- [Acción requerida 1]
Traduce al inglés esta oración del texto sobre Freud: «Lo mismo sucede con el psicoanálisis.»
- [Acción requerida 2]
Copia del texto sobre Freud la parte que empieza con las palabras "Lo mismo sucede" y termina con "de la impulsividad.", pero cambia el nombre "psicoanálisis" por "análisis freudiano".

- [Texto mostrado]

___

Freud veía correctamente, pero no lo veía todo, sino que simplemente generalizaba todo lo que había visto. Un radiólogo ve también correctamente cuando en una radiografía ve al hombre como si no se tratara de una persona, sino sólo de un esqueleto. Pero a ningún radiólogo se le ocurriría afirmar que el hombre se compone sólo de huesos, sino que sabe que en realidad existen también otros tejidos. Se puede ir incluso más lejos: siempre que se le ve un hueso a un hombre vivo, ese hombre ya no está sano, sino que tiene una fractura abierta.

Lo mismo sucede con el psicoanálisis. El hombre tiene impulsos; pero cuando esta impulsividad sale a la luz, el hombre ya no está sano, sino que se trata de un caso especial, de una persona que —tal como mantiene el dicho— «se deja llevar por sus impulsos». Pero nunca se debe intentar construir una imagen humana a partir de este caso especial o, tal como hizo Freud, querer explicar el conjunto de la cultura humana a partir de la impulsividad.

___

- [Datos proporcionados]
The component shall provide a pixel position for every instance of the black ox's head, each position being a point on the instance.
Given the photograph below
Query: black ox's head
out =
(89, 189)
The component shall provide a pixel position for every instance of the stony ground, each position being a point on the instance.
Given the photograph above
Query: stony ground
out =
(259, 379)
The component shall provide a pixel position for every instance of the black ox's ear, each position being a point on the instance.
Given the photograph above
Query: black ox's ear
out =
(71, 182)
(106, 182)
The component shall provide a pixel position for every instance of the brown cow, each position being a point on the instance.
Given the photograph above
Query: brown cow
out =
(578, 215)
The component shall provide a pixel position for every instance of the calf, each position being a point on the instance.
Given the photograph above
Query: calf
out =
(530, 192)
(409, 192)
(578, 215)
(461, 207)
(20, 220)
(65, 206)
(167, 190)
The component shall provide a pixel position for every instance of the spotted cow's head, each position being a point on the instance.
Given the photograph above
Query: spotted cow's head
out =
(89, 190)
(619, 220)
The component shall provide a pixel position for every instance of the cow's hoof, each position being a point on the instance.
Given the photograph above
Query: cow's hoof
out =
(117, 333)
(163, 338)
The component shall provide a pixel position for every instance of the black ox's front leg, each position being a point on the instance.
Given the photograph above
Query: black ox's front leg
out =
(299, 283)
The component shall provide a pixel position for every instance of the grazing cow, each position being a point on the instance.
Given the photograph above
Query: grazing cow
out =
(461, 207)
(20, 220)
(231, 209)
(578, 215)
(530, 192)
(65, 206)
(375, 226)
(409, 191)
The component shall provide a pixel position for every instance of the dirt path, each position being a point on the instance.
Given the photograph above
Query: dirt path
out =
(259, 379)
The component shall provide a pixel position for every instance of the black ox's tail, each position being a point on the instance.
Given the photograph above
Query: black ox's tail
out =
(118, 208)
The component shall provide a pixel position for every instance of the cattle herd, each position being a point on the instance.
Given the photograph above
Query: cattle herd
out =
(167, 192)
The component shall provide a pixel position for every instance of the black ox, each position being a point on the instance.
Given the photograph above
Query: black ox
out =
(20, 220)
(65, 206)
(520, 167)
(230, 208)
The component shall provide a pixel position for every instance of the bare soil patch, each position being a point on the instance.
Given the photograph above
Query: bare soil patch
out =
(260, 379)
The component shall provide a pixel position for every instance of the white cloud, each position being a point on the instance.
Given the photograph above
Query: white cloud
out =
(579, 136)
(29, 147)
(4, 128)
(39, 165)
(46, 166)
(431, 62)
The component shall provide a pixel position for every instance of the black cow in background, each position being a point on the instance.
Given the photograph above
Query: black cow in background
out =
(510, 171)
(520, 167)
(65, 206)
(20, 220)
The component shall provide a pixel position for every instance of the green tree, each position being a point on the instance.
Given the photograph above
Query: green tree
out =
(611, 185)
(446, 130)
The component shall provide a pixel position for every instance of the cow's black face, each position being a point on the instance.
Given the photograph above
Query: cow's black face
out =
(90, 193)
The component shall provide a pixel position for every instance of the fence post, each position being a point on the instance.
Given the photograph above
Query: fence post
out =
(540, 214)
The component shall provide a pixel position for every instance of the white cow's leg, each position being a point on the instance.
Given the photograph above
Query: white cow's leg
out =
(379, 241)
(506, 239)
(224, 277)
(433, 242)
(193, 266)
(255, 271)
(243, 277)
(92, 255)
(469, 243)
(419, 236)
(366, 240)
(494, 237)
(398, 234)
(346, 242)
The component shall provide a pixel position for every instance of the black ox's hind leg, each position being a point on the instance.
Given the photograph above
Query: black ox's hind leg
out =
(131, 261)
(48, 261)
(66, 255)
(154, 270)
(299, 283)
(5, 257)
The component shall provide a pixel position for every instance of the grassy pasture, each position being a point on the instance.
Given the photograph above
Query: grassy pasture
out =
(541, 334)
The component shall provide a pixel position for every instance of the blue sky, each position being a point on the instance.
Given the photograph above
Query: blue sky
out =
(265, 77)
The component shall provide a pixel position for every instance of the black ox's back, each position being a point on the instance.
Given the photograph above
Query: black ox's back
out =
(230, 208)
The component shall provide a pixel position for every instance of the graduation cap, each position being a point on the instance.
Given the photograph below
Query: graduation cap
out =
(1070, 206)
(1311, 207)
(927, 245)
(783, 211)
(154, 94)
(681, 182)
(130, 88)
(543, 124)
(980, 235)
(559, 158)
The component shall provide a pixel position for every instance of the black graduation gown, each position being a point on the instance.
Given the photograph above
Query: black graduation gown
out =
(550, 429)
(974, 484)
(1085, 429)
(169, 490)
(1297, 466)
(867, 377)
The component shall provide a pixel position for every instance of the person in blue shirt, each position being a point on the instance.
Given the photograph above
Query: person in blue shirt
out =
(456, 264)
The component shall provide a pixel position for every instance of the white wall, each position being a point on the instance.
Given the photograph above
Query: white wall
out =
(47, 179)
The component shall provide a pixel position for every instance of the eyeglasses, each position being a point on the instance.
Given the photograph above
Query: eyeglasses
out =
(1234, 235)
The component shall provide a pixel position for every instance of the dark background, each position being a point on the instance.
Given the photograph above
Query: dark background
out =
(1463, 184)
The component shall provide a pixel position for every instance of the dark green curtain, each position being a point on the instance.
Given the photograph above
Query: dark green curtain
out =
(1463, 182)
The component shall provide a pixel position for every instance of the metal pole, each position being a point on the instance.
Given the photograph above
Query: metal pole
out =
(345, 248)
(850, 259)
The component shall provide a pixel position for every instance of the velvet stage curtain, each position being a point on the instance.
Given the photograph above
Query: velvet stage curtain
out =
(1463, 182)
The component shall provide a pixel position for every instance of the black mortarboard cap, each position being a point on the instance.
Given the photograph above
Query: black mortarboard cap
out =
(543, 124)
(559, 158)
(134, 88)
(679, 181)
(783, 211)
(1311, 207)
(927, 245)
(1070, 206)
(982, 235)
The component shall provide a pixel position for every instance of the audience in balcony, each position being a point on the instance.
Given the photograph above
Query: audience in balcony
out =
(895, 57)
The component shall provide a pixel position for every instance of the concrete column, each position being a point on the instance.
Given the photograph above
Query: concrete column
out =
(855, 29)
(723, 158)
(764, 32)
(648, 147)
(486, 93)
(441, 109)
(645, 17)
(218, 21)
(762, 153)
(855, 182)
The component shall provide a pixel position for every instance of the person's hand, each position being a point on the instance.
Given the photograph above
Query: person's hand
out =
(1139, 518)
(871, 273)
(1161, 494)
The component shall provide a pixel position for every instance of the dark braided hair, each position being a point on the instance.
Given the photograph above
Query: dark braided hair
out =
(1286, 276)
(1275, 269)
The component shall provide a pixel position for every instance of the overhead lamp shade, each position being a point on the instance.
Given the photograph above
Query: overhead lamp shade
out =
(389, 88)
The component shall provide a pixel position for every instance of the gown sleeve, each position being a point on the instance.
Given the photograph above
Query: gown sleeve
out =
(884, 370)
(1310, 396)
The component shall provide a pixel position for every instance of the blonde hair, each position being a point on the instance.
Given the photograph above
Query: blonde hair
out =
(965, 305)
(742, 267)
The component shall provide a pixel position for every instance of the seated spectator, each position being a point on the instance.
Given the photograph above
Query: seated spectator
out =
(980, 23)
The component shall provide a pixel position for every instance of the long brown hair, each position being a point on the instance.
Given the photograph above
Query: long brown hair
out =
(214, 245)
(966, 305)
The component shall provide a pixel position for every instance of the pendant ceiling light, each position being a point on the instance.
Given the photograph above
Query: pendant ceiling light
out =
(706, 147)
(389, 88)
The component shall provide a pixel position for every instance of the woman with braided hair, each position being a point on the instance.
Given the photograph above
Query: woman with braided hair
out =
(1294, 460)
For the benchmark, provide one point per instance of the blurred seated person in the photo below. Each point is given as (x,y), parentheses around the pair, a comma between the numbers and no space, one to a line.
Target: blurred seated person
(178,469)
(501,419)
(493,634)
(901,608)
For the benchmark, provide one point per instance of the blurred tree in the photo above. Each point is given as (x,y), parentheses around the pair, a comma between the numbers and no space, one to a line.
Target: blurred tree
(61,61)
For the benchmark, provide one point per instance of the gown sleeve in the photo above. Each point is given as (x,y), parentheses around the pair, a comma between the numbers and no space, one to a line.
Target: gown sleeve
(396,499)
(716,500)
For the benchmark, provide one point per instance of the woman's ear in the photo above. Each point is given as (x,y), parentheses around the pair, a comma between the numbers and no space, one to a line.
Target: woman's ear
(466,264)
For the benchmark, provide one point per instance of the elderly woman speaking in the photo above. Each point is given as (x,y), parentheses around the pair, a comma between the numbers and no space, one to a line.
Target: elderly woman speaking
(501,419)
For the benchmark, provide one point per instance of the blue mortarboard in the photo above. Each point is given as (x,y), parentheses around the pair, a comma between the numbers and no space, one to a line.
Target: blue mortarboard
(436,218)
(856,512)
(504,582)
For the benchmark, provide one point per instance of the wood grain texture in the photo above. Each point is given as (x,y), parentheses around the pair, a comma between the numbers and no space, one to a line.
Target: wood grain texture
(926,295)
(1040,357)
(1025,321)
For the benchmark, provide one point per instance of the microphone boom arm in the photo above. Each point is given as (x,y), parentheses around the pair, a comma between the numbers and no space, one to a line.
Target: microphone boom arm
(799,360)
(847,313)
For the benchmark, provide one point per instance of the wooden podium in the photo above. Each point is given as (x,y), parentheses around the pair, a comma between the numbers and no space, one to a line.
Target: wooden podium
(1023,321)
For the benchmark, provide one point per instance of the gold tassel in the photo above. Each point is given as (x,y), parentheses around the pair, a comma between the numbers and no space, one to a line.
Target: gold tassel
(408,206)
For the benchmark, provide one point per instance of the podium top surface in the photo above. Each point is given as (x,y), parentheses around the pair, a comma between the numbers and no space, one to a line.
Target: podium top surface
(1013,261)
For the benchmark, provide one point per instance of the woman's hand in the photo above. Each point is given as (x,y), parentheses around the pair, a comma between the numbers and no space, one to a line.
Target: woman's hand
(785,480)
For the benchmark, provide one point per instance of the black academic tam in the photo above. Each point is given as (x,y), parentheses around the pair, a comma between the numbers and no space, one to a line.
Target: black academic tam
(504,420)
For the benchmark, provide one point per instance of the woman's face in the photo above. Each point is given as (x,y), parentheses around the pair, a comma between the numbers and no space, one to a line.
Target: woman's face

___

- [Tu solución 1]
The same is true of psychoanalysis.

- [Tu solución 2]
Lo mismo sucede con el análisis freudiano. El hombre tiene impulsos; pero cuando esta impulsividad sale a la luz, el hombre ya no está sano, sino que se trata de un caso especial, de una persona que —tal como mantiene el dicho— «se deja llevar por sus impulsos». Pero nunca se debe intentar construir una imagen humana a partir de este caso especial o, tal como hizo Freud, querer explicar el conjunto de la cultura humana a partir de la impulsividad.